+++ DATA SECTION

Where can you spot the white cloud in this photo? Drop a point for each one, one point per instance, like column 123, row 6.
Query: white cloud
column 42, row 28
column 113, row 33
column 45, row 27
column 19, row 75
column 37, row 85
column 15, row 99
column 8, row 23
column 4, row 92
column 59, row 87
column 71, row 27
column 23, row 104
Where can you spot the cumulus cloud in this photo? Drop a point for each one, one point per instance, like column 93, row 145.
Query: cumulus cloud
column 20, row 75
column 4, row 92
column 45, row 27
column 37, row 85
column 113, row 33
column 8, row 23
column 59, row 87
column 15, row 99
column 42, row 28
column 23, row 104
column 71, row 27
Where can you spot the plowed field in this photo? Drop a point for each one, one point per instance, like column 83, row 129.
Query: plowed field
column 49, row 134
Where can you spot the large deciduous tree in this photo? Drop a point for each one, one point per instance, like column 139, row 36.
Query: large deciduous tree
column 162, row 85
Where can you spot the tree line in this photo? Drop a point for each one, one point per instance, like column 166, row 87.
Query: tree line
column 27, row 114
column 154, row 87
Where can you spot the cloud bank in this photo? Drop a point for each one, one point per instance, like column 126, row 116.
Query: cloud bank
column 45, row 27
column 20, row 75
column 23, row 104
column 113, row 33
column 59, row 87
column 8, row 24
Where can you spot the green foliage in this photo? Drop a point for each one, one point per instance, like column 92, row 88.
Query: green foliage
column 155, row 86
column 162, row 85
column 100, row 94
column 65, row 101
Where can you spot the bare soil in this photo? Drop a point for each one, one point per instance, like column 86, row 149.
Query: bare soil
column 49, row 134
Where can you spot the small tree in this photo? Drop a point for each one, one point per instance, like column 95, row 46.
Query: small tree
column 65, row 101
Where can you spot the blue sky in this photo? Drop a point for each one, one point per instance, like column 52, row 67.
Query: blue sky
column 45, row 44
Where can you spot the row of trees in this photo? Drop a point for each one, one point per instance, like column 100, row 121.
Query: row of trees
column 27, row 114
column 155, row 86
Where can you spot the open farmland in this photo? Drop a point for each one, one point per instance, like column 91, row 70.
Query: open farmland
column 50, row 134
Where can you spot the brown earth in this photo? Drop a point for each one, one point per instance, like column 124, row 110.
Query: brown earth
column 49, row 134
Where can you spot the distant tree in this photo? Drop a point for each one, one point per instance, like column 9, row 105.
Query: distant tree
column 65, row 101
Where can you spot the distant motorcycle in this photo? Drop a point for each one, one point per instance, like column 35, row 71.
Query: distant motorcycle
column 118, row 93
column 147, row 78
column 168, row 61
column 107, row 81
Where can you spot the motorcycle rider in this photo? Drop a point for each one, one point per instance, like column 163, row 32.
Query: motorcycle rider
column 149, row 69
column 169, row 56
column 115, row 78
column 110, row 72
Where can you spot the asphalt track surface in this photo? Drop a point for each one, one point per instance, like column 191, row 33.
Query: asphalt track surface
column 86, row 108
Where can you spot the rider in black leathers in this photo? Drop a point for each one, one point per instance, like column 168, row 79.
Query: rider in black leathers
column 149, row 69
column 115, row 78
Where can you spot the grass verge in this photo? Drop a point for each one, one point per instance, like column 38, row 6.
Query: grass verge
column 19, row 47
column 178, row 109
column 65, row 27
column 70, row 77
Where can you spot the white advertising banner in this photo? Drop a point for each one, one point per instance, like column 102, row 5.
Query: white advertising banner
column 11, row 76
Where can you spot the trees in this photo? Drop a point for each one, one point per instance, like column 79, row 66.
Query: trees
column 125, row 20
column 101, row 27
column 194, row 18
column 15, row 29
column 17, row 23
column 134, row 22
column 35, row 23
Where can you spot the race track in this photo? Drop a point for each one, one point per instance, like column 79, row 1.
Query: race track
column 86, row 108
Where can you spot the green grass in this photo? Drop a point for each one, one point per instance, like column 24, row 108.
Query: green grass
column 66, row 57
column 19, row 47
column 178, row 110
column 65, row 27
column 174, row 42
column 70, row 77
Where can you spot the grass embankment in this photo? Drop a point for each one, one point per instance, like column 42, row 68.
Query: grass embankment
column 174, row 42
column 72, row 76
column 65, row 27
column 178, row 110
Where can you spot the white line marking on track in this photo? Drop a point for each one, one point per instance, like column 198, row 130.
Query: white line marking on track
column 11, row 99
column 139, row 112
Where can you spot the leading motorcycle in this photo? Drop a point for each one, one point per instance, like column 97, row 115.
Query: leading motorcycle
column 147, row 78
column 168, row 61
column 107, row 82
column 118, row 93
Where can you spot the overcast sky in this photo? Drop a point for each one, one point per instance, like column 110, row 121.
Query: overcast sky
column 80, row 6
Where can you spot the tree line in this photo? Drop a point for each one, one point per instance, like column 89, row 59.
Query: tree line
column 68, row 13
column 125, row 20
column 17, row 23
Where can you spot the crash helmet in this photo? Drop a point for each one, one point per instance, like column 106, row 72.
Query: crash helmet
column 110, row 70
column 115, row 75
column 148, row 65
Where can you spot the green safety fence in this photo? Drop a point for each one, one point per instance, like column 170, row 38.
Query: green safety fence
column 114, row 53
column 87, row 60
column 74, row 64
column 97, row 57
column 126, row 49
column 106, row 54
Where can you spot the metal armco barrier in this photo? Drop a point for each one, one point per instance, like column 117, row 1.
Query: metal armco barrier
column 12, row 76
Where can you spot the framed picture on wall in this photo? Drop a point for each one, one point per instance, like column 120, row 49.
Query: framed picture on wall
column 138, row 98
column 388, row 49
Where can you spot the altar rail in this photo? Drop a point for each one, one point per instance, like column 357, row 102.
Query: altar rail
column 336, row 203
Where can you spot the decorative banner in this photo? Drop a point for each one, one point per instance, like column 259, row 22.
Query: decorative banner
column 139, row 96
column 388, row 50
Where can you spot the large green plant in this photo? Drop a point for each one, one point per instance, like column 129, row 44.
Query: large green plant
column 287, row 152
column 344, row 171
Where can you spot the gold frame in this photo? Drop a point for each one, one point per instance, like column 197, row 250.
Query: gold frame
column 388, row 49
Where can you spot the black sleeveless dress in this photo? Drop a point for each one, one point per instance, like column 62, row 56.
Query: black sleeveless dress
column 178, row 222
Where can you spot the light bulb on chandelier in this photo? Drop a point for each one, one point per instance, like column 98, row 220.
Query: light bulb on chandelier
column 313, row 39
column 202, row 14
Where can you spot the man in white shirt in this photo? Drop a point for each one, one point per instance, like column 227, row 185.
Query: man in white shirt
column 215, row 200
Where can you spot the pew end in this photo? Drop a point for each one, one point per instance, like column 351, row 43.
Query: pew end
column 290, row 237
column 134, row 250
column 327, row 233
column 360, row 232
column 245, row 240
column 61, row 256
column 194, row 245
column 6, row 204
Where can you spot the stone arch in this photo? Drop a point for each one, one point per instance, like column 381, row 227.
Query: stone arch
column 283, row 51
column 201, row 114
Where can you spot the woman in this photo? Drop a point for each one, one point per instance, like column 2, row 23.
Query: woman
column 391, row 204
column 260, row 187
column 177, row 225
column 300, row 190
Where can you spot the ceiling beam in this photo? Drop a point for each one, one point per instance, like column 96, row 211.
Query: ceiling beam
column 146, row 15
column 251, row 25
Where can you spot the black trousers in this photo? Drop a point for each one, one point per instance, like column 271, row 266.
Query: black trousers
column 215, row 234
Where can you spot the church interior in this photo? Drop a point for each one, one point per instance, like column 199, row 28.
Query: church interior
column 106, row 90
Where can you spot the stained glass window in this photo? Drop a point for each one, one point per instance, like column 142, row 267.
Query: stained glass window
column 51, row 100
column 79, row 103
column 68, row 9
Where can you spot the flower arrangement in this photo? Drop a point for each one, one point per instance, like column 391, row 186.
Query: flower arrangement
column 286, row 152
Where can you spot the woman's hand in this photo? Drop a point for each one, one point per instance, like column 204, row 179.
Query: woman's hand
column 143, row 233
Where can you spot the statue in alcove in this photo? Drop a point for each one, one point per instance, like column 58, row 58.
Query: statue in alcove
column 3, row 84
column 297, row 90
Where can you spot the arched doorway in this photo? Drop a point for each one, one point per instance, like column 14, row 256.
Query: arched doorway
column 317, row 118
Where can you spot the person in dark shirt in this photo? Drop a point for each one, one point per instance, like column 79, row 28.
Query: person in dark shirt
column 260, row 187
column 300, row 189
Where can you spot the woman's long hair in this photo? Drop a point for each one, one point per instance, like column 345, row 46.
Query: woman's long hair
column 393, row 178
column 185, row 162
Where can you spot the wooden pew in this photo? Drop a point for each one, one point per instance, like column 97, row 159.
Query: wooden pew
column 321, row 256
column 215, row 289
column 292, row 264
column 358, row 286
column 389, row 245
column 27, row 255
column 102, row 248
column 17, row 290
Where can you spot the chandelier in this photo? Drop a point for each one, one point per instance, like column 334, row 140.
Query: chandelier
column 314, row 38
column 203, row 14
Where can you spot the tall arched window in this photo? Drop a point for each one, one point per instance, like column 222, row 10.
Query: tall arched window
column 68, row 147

++++++

DESCRIPTION OF THE TASK: Reproduce, word for word, the lines of the records above, starting with the line that contains "Where can you spot the tall" and continuing through the last line of the records.

OUTPUT:
Where can you spot the tall arched window in this photo? Drop a point for each one, one point per instance, like column 222, row 10.
Query: tall arched window
column 68, row 147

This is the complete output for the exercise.